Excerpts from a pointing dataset
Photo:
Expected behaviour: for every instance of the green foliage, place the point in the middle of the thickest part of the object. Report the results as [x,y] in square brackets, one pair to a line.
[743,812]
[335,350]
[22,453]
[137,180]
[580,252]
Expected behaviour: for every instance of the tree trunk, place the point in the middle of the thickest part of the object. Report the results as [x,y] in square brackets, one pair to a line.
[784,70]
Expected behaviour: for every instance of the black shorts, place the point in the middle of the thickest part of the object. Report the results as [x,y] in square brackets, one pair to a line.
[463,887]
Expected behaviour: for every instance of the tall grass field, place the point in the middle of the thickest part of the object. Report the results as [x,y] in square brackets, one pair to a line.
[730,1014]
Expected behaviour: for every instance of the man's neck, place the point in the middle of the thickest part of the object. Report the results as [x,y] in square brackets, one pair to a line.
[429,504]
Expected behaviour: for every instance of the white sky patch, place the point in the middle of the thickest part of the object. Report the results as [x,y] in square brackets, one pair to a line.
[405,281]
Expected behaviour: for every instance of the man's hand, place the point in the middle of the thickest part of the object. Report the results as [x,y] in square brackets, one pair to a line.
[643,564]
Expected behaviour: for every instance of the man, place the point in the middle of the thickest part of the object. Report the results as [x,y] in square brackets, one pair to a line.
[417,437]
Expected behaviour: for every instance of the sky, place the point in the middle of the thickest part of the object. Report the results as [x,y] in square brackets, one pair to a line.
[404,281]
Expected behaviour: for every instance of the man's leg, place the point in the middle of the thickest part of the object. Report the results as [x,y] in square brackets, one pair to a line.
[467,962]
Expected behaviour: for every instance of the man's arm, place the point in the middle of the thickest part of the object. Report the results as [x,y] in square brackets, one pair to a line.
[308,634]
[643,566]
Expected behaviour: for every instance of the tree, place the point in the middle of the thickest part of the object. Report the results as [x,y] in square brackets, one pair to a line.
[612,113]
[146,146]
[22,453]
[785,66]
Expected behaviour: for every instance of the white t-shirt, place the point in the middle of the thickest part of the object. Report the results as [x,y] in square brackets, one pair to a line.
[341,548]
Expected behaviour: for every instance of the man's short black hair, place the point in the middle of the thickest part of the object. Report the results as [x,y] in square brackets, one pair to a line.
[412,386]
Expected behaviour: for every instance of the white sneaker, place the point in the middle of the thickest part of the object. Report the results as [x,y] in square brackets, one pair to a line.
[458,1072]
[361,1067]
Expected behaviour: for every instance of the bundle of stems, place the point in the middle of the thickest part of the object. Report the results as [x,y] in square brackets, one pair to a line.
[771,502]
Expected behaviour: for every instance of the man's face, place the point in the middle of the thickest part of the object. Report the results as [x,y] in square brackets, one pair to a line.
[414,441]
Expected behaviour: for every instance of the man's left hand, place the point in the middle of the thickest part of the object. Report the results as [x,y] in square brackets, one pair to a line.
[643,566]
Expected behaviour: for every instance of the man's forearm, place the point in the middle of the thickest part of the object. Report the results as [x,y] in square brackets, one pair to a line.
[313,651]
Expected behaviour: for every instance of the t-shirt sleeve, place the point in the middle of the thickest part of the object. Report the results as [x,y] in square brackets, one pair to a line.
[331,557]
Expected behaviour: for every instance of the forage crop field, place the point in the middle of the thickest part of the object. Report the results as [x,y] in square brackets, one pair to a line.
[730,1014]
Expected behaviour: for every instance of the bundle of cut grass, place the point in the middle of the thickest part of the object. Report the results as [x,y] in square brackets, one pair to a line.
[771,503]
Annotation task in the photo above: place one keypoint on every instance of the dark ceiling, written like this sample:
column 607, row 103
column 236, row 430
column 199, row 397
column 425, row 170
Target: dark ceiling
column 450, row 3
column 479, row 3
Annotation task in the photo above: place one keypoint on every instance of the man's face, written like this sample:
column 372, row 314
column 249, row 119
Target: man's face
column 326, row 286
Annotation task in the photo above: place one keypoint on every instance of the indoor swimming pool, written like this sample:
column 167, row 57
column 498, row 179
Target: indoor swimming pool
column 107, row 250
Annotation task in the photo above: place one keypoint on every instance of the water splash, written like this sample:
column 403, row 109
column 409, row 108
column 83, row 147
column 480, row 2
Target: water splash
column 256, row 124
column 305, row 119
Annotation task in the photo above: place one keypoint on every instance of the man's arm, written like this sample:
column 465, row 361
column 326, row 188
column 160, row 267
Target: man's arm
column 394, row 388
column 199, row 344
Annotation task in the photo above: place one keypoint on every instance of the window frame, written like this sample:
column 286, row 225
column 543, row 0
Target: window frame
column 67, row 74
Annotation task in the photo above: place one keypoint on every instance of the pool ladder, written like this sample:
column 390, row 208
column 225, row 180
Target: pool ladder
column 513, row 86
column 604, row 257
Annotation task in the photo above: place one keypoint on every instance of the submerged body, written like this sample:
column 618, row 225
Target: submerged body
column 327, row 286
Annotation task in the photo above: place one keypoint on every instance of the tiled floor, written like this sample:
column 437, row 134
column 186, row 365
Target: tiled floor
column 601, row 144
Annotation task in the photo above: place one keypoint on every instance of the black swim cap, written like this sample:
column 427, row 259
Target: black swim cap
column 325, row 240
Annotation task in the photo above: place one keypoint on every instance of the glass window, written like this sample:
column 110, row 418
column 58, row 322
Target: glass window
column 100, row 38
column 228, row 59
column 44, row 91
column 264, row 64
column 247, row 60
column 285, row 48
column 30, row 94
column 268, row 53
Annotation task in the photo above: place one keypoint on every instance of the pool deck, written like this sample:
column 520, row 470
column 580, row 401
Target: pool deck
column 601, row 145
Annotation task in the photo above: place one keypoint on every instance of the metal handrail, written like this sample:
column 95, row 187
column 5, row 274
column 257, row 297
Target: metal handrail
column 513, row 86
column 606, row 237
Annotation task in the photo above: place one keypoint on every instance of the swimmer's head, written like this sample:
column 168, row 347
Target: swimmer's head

▶ _What you are asked to do_: Please present every line of the material above as a Markdown table with two columns, Row and Line. Number the rows in order and leave out blank lines.

▶ _Completed task_:
| Row | Line |
|---|---|
| 1 | Photo: |
| 2 | Expected behaviour: for every instance of the green foliage, place the point in the middle of the thickest part of the object. Report the results as [x,y] in square brackets, one pair to a line. |
| 3 | [743,812] |
| 4 | [335,350] |
| 5 | [22,453] |
| 6 | [137,180] |
| 7 | [580,252] |
| 8 | Expected behaviour: for every instance of the tree trunk, place the point in the middle of the thickest part of the object. Report the results as [x,y] in square brackets, one pair to a line. |
| 9 | [784,70] |
| 10 | Expected behaviour: for every instance of the black shorts, place the point in the middle of the thickest part of the object. Report the results as [x,y] in square brackets, one pair to a line. |
| 11 | [463,887] |
| 12 | Expected behaviour: for every instance of the tall grass field, place the point in the middle of the thickest part of the object. Report the results as [x,y] in square brackets, one pair to a line. |
| 13 | [730,1014] |
| 14 | Expected behaviour: for every instance of the man's neck, place the point in the middle of the thickest part of the object. Report the results as [x,y] in square brackets, one pair to a line. |
| 15 | [429,504] |
| 16 | Expected behaviour: for every instance of the white sky patch, place the point in the middle of the thickest part of the object. Report the results as [x,y] in square brackets, one pair to a line. |
| 17 | [405,281] |
| 18 | Expected behaviour: for every instance of the man's hand, place the point in the middle of the thickest part of the object. Report the results as [x,y] in square brackets, one pair to a line. |
| 19 | [643,564] |
| 20 | Expected behaviour: for every instance of the man, place the point in the middle of the thickest part of the object. Report the results as [x,y] in square brackets, one pair to a line. |
| 21 | [417,437] |
| 22 | Expected behaviour: for every instance of the sky, place the point in the middle of the thickest part of the object. Report the results as [x,y] in square brackets, one pair to a line. |
| 23 | [404,281] |
| 24 | Expected behaviour: for every instance of the man's leg, place the point in the middle of the thickest part of the object. Report the results as [x,y] in square brackets, one pair to a line. |
| 25 | [467,962] |
| 26 | Expected behaviour: for every instance of the man's arm, place the point in the middle of the thickest part of the object. Report the results as [x,y] in square brackets, one pair to a line. |
| 27 | [308,634] |
| 28 | [643,566] |
| 29 | Expected behaviour: for every instance of the tree, place the point in the middle of the thickest part of the object. Report the results as [x,y] in square brackets, one pair to a line. |
| 30 | [612,113] |
| 31 | [146,146] |
| 32 | [22,453] |
| 33 | [785,66] |
| 34 | Expected behaviour: for every instance of the white t-shirt, place the point in the middle of the thickest part of the object. Report the results as [x,y] in square brackets, one pair to a line. |
| 35 | [341,548] |
| 36 | Expected behaviour: for every instance of the man's short black hair, place the point in the middle of the thickest part of the object. Report the results as [x,y] in square brackets, one pair to a line. |
| 37 | [412,386] |
| 38 | Expected behaviour: for every instance of the white sneaker, place the point in the middle of the thickest part of the object. Report the results as [x,y] in square brackets, one pair to a line. |
| 39 | [458,1072] |
| 40 | [361,1067] |
| 41 | Expected behaviour: for every instance of the bundle of stems, place the point in the middle of the thickest part of the object. Report the results as [x,y] in square brackets, one pair to a line. |
| 42 | [771,502] |
| 43 | Expected behaviour: for every instance of the man's face, place the point in the middle of the thickest part of the object. Report the results as [x,y] in square brackets, one pair to a line. |
| 44 | [414,441] |
| 45 | Expected behaviour: for every instance of the man's left hand, place the point in the middle of the thickest part of the object. Report the results as [x,y] in square brackets, one pair to a line. |
| 46 | [643,566] |
| 47 | Expected behaviour: for every instance of the man's forearm, place the point in the middle of the thickest part of the object. Report the results as [x,y] in square brackets, one pair to a line. |
| 48 | [313,651] |
| 49 | Expected behaviour: for every instance of the t-shirt sleeve, place the point in the middle of the thickest part of the object. Report the results as [x,y] in square brackets, one pair to a line. |
| 50 | [331,557] |
| 51 | Expected behaviour: for every instance of the forage crop field, place the point in the middle of the thickest part of the object. Report the results as [x,y] in square brackets, one pair to a line. |
| 52 | [730,1014] |
| 53 | Expected behaviour: for every instance of the bundle of cut grass, place the point in the middle of the thickest part of the object. Report the results as [x,y] in square brackets, one pair to a line. |
| 54 | [771,503] |
| 55 | Annotation task in the photo above: place one keypoint on every instance of the dark ceiling, written like this sample: |
| 56 | column 607, row 103 |
| 57 | column 236, row 430 |
| 58 | column 199, row 397 |
| 59 | column 425, row 170 |
| 60 | Target: dark ceiling |
| 61 | column 450, row 3 |
| 62 | column 479, row 3 |
| 63 | Annotation task in the photo above: place one keypoint on every instance of the man's face, written like this sample: |
| 64 | column 372, row 314 |
| 65 | column 249, row 119 |
| 66 | Target: man's face |
| 67 | column 326, row 286 |
| 68 | Annotation task in the photo above: place one keypoint on every instance of the indoor swimming pool, written like this sample: |
| 69 | column 167, row 57 |
| 70 | column 498, row 179 |
| 71 | Target: indoor swimming pool |
| 72 | column 107, row 250 |
| 73 | Annotation task in the photo above: place one keypoint on every instance of the water splash, written like this sample: |
| 74 | column 403, row 109 |
| 75 | column 409, row 108 |
| 76 | column 83, row 147 |
| 77 | column 480, row 2 |
| 78 | Target: water splash |
| 79 | column 256, row 124 |
| 80 | column 305, row 119 |
| 81 | Annotation task in the photo above: place one keypoint on every instance of the man's arm, written like this sample: |
| 82 | column 465, row 361 |
| 83 | column 326, row 188 |
| 84 | column 160, row 267 |
| 85 | Target: man's arm |
| 86 | column 394, row 388 |
| 87 | column 199, row 344 |
| 88 | Annotation task in the photo above: place one keypoint on every instance of the window frame, written like this sample: |
| 89 | column 286, row 225 |
| 90 | column 543, row 0 |
| 91 | Target: window frame |
| 92 | column 67, row 74 |
| 93 | Annotation task in the photo above: place one keypoint on every instance of the pool ladder, written like this sample: |
| 94 | column 390, row 208 |
| 95 | column 225, row 180 |
| 96 | Target: pool ladder |
| 97 | column 513, row 86 |
| 98 | column 604, row 257 |
| 99 | Annotation task in the photo above: place one keypoint on every instance of the submerged body, written like this sample: |
| 100 | column 618, row 225 |
| 101 | Target: submerged body |
| 102 | column 327, row 286 |
| 103 | Annotation task in the photo above: place one keypoint on every instance of the tiled floor, written like this sample: |
| 104 | column 437, row 134 |
| 105 | column 186, row 365 |
| 106 | Target: tiled floor |
| 107 | column 601, row 144 |
| 108 | Annotation task in the photo above: place one keypoint on every instance of the black swim cap, written like this sample: |
| 109 | column 427, row 259 |
| 110 | Target: black swim cap |
| 111 | column 325, row 240 |
| 112 | Annotation task in the photo above: place one keypoint on every instance of the glass window, written like this sample: |
| 113 | column 110, row 418 |
| 114 | column 58, row 322 |
| 115 | Target: glass window |
| 116 | column 100, row 38 |
| 117 | column 228, row 59 |
| 118 | column 44, row 91 |
| 119 | column 264, row 64 |
| 120 | column 247, row 60 |
| 121 | column 285, row 48 |
| 122 | column 30, row 94 |
| 123 | column 268, row 53 |
| 124 | Annotation task in the photo above: place one keypoint on every instance of the pool deck, written like this sample: |
| 125 | column 520, row 470 |
| 126 | column 580, row 401 |
| 127 | Target: pool deck |
| 128 | column 601, row 145 |
| 129 | Annotation task in the photo above: place one keypoint on every instance of the metal handrail, written like this sample: |
| 130 | column 95, row 187 |
| 131 | column 5, row 274 |
| 132 | column 257, row 297 |
| 133 | Target: metal handrail |
| 134 | column 513, row 86 |
| 135 | column 606, row 237 |
| 136 | Annotation task in the photo above: place one keypoint on every instance of the swimmer's head, written like this sample: |
| 137 | column 168, row 347 |
| 138 | Target: swimmer's head |